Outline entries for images
---
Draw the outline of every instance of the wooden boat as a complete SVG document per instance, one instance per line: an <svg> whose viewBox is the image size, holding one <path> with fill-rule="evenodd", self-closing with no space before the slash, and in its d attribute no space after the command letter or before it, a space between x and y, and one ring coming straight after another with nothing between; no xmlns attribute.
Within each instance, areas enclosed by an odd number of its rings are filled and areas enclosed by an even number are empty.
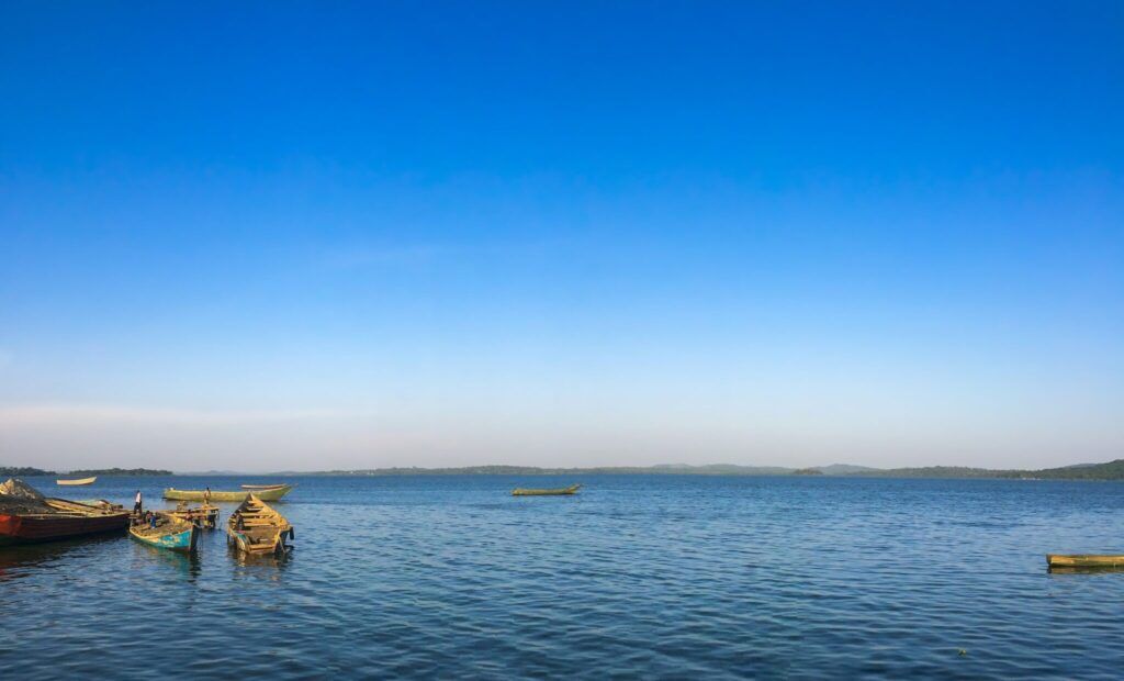
<svg viewBox="0 0 1124 681"><path fill-rule="evenodd" d="M185 520L198 525L201 529L212 530L218 527L218 507L203 503L201 507L190 508L187 502L181 501L179 505L169 511L161 511L165 516Z"/></svg>
<svg viewBox="0 0 1124 681"><path fill-rule="evenodd" d="M138 522L129 526L129 536L156 548L193 553L199 541L199 528L194 522L181 520L164 513L156 513L155 527Z"/></svg>
<svg viewBox="0 0 1124 681"><path fill-rule="evenodd" d="M119 532L129 525L123 509L98 508L65 499L44 499L36 512L4 510L0 504L0 546Z"/></svg>
<svg viewBox="0 0 1124 681"><path fill-rule="evenodd" d="M1124 567L1124 556L1095 554L1046 554L1049 567Z"/></svg>
<svg viewBox="0 0 1124 681"><path fill-rule="evenodd" d="M227 544L250 555L284 555L292 526L255 494L242 502L227 520Z"/></svg>
<svg viewBox="0 0 1124 681"><path fill-rule="evenodd" d="M79 485L92 485L96 482L98 482L97 475L94 475L93 477L81 477L79 480L56 480L55 484L67 487L76 487Z"/></svg>
<svg viewBox="0 0 1124 681"><path fill-rule="evenodd" d="M511 490L511 496L556 496L560 494L577 494L581 485L570 485L569 487L556 487L554 490L534 490L516 487Z"/></svg>
<svg viewBox="0 0 1124 681"><path fill-rule="evenodd" d="M246 501L250 499L251 494L256 494L262 501L278 501L288 494L294 486L296 485L281 485L279 487L270 487L269 490L260 490L257 492L250 490L242 490L239 492L215 491L210 493L210 501ZM164 499L170 499L172 501L207 501L207 492L199 490L173 490L169 487L167 490L164 490Z"/></svg>

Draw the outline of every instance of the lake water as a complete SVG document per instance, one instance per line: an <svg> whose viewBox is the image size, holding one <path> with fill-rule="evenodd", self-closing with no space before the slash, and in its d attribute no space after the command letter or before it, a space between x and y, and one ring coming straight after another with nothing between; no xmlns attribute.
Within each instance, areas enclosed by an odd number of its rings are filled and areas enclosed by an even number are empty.
<svg viewBox="0 0 1124 681"><path fill-rule="evenodd" d="M0 676L1124 674L1124 573L1043 556L1124 553L1118 483L292 480L282 562L239 562L221 530L193 559L126 536L0 549ZM272 481L28 482L132 504Z"/></svg>

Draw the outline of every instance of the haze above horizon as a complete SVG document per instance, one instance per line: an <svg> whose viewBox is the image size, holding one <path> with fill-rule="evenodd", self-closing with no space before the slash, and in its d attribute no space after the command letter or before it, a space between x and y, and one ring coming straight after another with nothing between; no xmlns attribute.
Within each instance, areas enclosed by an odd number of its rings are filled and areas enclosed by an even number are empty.
<svg viewBox="0 0 1124 681"><path fill-rule="evenodd" d="M1122 35L4 3L0 465L1121 458Z"/></svg>

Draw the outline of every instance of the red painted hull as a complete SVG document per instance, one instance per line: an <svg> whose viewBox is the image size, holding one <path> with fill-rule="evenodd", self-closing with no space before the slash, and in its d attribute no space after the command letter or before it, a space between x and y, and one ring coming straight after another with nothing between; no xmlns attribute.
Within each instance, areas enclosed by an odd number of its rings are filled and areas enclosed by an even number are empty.
<svg viewBox="0 0 1124 681"><path fill-rule="evenodd" d="M36 544L83 535L123 531L128 526L129 514L125 512L92 518L0 514L0 545Z"/></svg>

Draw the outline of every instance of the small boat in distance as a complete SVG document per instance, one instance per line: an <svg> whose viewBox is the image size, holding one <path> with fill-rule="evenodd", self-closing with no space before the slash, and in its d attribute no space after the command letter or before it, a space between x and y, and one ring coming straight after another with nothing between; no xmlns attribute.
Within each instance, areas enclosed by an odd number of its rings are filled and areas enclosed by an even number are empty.
<svg viewBox="0 0 1124 681"><path fill-rule="evenodd" d="M1096 554L1046 554L1049 567L1124 567L1124 556Z"/></svg>
<svg viewBox="0 0 1124 681"><path fill-rule="evenodd" d="M98 476L93 477L81 477L79 480L56 480L56 485L62 485L64 487L76 487L79 485L92 485L98 481Z"/></svg>
<svg viewBox="0 0 1124 681"><path fill-rule="evenodd" d="M562 494L577 494L581 485L570 485L569 487L558 487L554 490L534 490L516 487L511 490L511 496L558 496Z"/></svg>
<svg viewBox="0 0 1124 681"><path fill-rule="evenodd" d="M251 494L256 494L262 501L278 501L282 496L289 493L296 485L280 485L277 487L270 487L269 490L260 490L257 492L252 492L250 490L242 490L238 492L221 492L215 491L210 493L210 501L246 501L250 499ZM203 490L174 490L169 487L164 490L164 499L171 501L207 501L207 492Z"/></svg>
<svg viewBox="0 0 1124 681"><path fill-rule="evenodd" d="M228 545L254 556L284 555L289 550L285 538L293 538L284 516L253 494L230 513L226 532Z"/></svg>
<svg viewBox="0 0 1124 681"><path fill-rule="evenodd" d="M181 520L164 513L156 513L155 525L139 522L129 526L129 536L156 548L194 553L199 541L199 528L194 522Z"/></svg>

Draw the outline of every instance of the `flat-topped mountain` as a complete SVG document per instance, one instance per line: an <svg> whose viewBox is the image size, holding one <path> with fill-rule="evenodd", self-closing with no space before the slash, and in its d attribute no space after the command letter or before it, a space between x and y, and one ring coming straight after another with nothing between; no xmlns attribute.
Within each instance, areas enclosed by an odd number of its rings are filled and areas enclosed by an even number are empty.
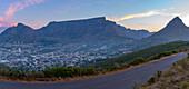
---
Return the records verbatim from the start through the line containing "501L250 499L251 494L256", including both ends. Leave out the pictures.

Draw the outline of every instance of the wooden boat as a complete SVG document per instance, one instance per line: an <svg> whose viewBox is the image size, holding one <path> with fill-rule="evenodd", self-closing with no space before the slash, and in its d attribute no space after the command letter or before it, a space between x and y, and one ring coming straight after another with nothing between; no xmlns attribute.
Within each instance, areas enclosed by an odd number of its rings are filled and areas enclosed by an even number are empty.
<svg viewBox="0 0 1124 681"><path fill-rule="evenodd" d="M185 520L198 525L201 529L212 530L218 527L218 507L203 503L201 507L190 508L187 502L181 501L179 505L169 511L161 511L165 516Z"/></svg>
<svg viewBox="0 0 1124 681"><path fill-rule="evenodd" d="M138 522L129 526L129 536L156 548L193 553L199 541L199 528L194 522L181 520L164 513L156 513L155 527Z"/></svg>
<svg viewBox="0 0 1124 681"><path fill-rule="evenodd" d="M119 532L129 525L123 509L98 508L65 499L44 499L36 512L4 510L0 504L0 546Z"/></svg>
<svg viewBox="0 0 1124 681"><path fill-rule="evenodd" d="M1124 567L1124 556L1095 554L1046 554L1049 567Z"/></svg>
<svg viewBox="0 0 1124 681"><path fill-rule="evenodd" d="M227 544L250 555L284 555L292 526L255 494L242 502L227 520Z"/></svg>
<svg viewBox="0 0 1124 681"><path fill-rule="evenodd" d="M79 485L92 485L96 482L98 482L97 475L94 475L93 477L81 477L79 480L56 480L55 484L67 487L76 487Z"/></svg>
<svg viewBox="0 0 1124 681"><path fill-rule="evenodd" d="M511 490L511 496L556 496L560 494L577 494L581 485L570 485L569 487L556 487L554 490L534 490L516 487Z"/></svg>
<svg viewBox="0 0 1124 681"><path fill-rule="evenodd" d="M246 501L250 499L251 494L256 494L262 501L278 501L288 494L294 486L296 485L281 485L279 487L270 487L269 490L260 490L257 492L250 490L242 490L239 492L215 491L210 493L210 501ZM164 499L170 499L172 501L207 501L207 492L199 490L173 490L169 487L167 490L164 490Z"/></svg>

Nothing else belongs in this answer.